_YOUR INSTRUCTIONS_
In each of the entries below, swap "white frame" for "wooden frame" and write out all the lines again, leaving everything else as it is.

* begin RECORDS FOR THIS EXERCISE *

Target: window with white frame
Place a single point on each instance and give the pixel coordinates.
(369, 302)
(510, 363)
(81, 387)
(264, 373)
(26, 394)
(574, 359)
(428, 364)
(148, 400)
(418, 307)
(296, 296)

* end RECORDS FOR THIS EXERCISE *

_RESULT OF THE EXERCISE_
Target: window with wooden frame
Place a single point on each instance and give the pixel coordinates.
(369, 302)
(510, 363)
(81, 387)
(264, 373)
(26, 394)
(574, 359)
(428, 364)
(148, 400)
(418, 307)
(296, 296)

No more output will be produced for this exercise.